(Photo-based referring expression data)
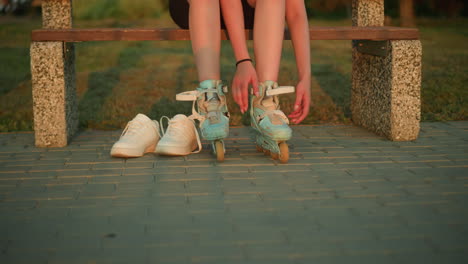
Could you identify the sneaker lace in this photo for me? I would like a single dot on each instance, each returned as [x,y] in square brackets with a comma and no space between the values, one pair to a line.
[131,128]
[176,129]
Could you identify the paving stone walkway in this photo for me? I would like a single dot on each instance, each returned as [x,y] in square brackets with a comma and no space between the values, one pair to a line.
[346,196]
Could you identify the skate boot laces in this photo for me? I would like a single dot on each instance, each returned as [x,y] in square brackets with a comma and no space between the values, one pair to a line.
[133,128]
[176,128]
[270,104]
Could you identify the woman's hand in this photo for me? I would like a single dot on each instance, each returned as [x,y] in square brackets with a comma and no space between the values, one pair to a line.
[245,75]
[302,104]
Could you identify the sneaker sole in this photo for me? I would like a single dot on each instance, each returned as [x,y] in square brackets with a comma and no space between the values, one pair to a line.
[131,153]
[172,151]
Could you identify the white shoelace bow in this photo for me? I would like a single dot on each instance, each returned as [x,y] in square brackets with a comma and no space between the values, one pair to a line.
[176,127]
[131,128]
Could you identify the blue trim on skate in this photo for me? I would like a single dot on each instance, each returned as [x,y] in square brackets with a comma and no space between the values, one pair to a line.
[215,131]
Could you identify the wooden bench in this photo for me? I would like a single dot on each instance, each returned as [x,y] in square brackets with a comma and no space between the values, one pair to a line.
[386,74]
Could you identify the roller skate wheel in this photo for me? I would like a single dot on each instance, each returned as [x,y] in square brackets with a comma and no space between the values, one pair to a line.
[219,150]
[274,156]
[284,152]
[259,149]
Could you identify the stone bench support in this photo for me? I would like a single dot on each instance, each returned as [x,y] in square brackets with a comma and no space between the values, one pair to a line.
[55,106]
[386,74]
[385,96]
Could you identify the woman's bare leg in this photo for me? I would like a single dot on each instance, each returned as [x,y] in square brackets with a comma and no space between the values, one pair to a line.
[268,37]
[204,22]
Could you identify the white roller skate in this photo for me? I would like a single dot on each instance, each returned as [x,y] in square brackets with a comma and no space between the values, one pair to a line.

- [How to complete this task] Retype the records in full. Do not carry over the images.

- [Output of the task]
Could you identify the sneaker lace in this photo for me? I would like a single dot on each instance, each returned as [x,y] in square brackets with a comma and no space between the values, one pair to a line.
[131,128]
[176,129]
Could you identify the paving stone walkway in this photo for me? I would like a single dot on each instance, each returned as [x,y] in square brackets with a comma and no space between the values, one pair to a line.
[346,196]
Could you identify the skate boot laces in this photo for me? I would like a single dot on each instance, each returned as [x,y] in square brackets with a comma and no space between the values, one pair to a line.
[133,128]
[176,128]
[270,104]
Could you identify the woman's hand in this photo for me? I would like a single dot on each instance, each returned as [x,y] in square brackets with a comma and no space between the values, one pair to a line.
[245,75]
[302,104]
Could you identify the sneaker sole in this photo for me? I would like a single dot on each instance, each returned as [x,y] in square brackets with a comma and no space between the values, one pair to a line.
[131,153]
[172,151]
Could you identify the white shoelace bow in this photo for me? I would like a single dot on each instance, each returned as [x,y] in square brackets with a comma and no space between the values, one pair to a line.
[176,127]
[131,128]
Could you identify the blue trim on skate in this photo for me? I would like a single dot on each instance, each returned as [x,y] in square brackets with a comma and no space between the values, one pair to a line.
[215,131]
Could you identify the wooden bench in this photo for me? I would like a single dot on each instance, each returned as [x,y] in square brackets with a comma and no space between the values, one pair to a line.
[386,74]
Could you identify the roller skate wheel in this photo for me? I would like a single dot on each instance, each returned as [x,y] in square brackets with a comma and no space between the values, one pair to a line.
[219,150]
[274,156]
[284,152]
[259,149]
Could you identify the stone bench support in this photo for me? I would like a single dot on each instance, each returned as [x,y] in square brackets with a comma and no space between the values, one pair to a line.
[55,106]
[386,74]
[385,96]
Could you identify the woman's bare leg in this photo for me? I would like a single dot on each instance, each returned as [x,y] in square brackets with a comma and no space between the values, one pair to a line.
[268,37]
[204,22]
Could you identify the white roller skate in this photo for me? I would like a single dot on each instance, each returned as [x,y] in square brackets with a comma and no space between the values, one pair to a line.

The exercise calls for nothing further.